Instructions for the task: The copy has to match the records word for word and include no pictures.

^^^^^^^^^^^^^^^^

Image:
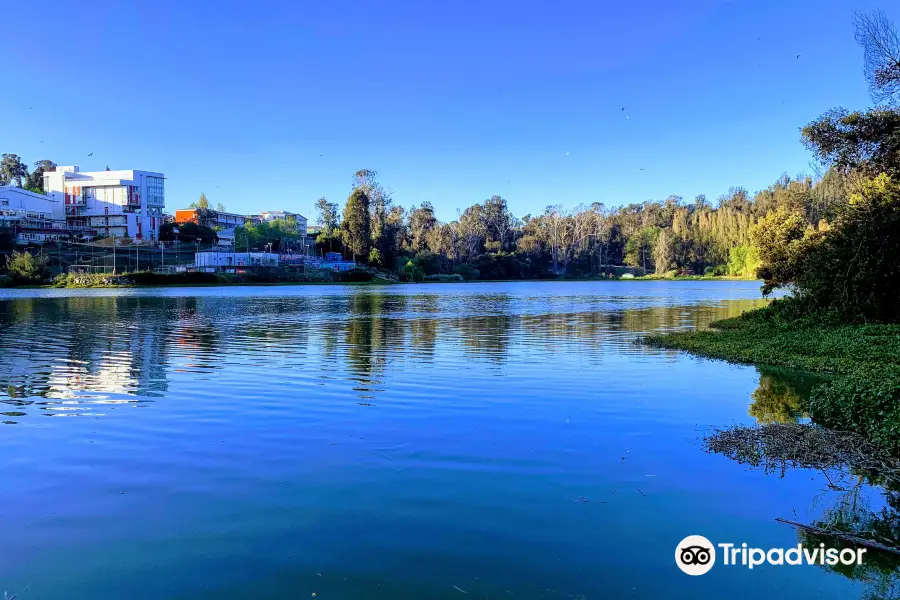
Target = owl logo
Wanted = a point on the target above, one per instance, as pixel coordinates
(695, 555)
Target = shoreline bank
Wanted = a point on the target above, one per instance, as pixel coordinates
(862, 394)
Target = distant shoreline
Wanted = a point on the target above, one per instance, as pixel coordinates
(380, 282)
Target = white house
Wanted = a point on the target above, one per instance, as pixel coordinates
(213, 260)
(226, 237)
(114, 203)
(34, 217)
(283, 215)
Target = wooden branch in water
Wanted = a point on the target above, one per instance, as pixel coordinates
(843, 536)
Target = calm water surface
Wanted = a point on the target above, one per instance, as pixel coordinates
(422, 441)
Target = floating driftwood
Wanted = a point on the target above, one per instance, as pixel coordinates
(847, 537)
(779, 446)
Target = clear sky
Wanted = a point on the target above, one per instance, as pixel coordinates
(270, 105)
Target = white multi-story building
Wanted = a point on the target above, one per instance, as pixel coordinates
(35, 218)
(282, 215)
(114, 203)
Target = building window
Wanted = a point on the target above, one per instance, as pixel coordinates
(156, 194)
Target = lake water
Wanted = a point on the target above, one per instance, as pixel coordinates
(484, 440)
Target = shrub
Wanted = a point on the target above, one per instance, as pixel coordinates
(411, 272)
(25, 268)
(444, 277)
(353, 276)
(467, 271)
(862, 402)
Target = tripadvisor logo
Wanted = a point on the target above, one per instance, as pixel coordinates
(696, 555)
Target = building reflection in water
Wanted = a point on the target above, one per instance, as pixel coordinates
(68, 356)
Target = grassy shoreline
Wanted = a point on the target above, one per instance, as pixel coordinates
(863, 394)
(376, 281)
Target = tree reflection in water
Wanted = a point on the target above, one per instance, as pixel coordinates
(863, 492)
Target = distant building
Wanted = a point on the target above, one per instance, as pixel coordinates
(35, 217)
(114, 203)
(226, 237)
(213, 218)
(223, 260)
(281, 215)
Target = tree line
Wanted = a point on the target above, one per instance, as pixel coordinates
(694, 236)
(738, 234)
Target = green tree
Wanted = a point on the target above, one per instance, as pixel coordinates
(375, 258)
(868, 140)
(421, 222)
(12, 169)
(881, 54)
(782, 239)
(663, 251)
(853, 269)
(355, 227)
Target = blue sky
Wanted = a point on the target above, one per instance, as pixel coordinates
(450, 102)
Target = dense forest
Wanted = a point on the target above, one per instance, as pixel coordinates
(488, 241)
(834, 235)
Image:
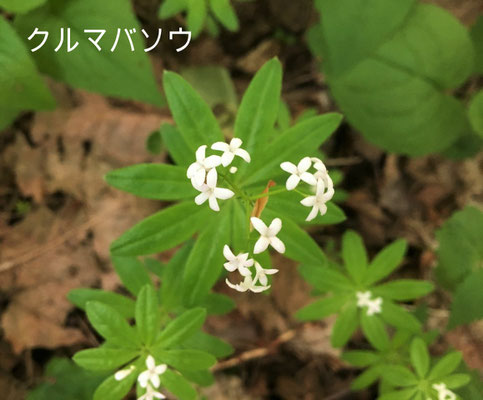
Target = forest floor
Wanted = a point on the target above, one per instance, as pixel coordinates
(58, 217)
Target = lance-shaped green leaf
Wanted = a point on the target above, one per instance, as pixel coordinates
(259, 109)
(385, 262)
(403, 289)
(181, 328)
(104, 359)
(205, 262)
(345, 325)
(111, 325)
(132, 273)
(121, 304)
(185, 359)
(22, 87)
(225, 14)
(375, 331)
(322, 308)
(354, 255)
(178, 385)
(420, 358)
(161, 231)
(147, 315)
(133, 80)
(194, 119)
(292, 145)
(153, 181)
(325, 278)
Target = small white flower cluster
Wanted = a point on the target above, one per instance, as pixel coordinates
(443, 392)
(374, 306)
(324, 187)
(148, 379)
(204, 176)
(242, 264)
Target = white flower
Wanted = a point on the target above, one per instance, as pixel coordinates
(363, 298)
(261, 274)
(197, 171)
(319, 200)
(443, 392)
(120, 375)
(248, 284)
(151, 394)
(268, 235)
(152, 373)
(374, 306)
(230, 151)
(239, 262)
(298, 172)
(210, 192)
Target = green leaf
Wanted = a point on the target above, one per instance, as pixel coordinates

^^^^^^^^^^^^^^^^

Solution for this task:
Image:
Target = owl logo
Wanted = a point on the target above, one per instance, as pixel coordinates
(695, 555)
Target = shoreline bank
Wanted = a point on the target above, one per instance, as pixel coordinates
(862, 394)
Target = distant shoreline
Wanted = a point on the target above, one per instance, as pixel coordinates
(380, 282)
Target = white house
Wanted = a point on the target above, one per instance, as pixel coordinates
(213, 260)
(226, 237)
(114, 203)
(34, 217)
(283, 215)
Target = wooden branch in water
Wanted = a point on the target above, one per instance, as pixel coordinates
(843, 536)
Target = calm water surface
Wanted = a point on the target above, one per instance, as pixel coordinates
(422, 441)
Target = floating driftwood
Wanted = a point on the target above, one per instance, as pixel coordinates
(847, 537)
(779, 446)
Target = clear sky
Wanted = a point on the target above, one per instance, as pixel coordinates
(270, 105)
Target = white multi-story building
Wanted = a point on the target above, one per instance, as pixel coordinates
(35, 218)
(282, 215)
(114, 203)
Target = building window
Wanted = a point on the target above, one per instance, as pixel coordinates
(156, 194)
Target = lake water
Wanted = a point on the target above, one per instance, as pixel coordinates
(484, 440)
Target = shrub
Wanted = a point on the target above, one per instance, as pixel coordinates
(411, 272)
(25, 268)
(444, 277)
(353, 276)
(467, 271)
(862, 402)
Target = tripadvisor logo
Wanted = a point on the target above, one per instance, as pixel coordinates
(696, 555)
Target = building reflection in water
Wanted = a point on the target above, one per instance, as pixel coordinates
(68, 356)
Target = grassy shoreline
Wanted = a point on the target above, one per instance, as pixel coordinates
(863, 394)
(376, 281)
Target = tree reflection in water
Wanted = a point on the target above, one per instance, as pixel coordinates
(863, 492)
Target = distant building
Wanted = a point on the target above, one per instance, as pixel coordinates
(35, 217)
(114, 203)
(226, 237)
(213, 218)
(223, 260)
(281, 215)
Target = tree line
Wanted = a point on the target above, one per instance, as pixel coordinates
(694, 236)
(738, 234)
Target = green tree
Wanted = a point on the target above, one per instance, as pixel coordinates
(375, 258)
(868, 140)
(421, 222)
(12, 169)
(881, 54)
(782, 239)
(663, 251)
(853, 269)
(355, 227)
Target = blue sky
Wanted = a point on the target above, one per instance, as pixel coordinates
(450, 102)
Target = dense forest
Wanted = a point on the target above, one per instance, as pixel coordinates
(488, 241)
(834, 235)
Image:
Target = forest floor
Wanted = a point on the target above, one per instance, as pixel coordinates
(58, 217)
Target = lance-shaped green leaf
Wanted = a point on the target above, one per instance, as pixel coordinates
(259, 109)
(385, 262)
(403, 289)
(181, 328)
(104, 359)
(205, 262)
(345, 325)
(111, 325)
(132, 273)
(121, 304)
(185, 359)
(22, 87)
(225, 14)
(375, 331)
(322, 308)
(354, 255)
(178, 385)
(420, 358)
(161, 231)
(147, 315)
(133, 80)
(194, 119)
(292, 145)
(153, 181)
(325, 278)
Target = small white flower cluster
Wanted = a point on the target above, one per instance, as pixel coordinates
(443, 392)
(374, 306)
(324, 187)
(148, 379)
(204, 176)
(242, 264)
Target = white flower
Wanted = a point on the target above, one per instance, as pixel coordinates
(363, 298)
(261, 274)
(197, 171)
(319, 200)
(443, 392)
(120, 375)
(248, 284)
(151, 394)
(268, 235)
(152, 373)
(374, 306)
(230, 151)
(239, 262)
(298, 172)
(210, 192)
Target = green leaf
Wanted = a point on the target above, one per instance, as pixel coordinates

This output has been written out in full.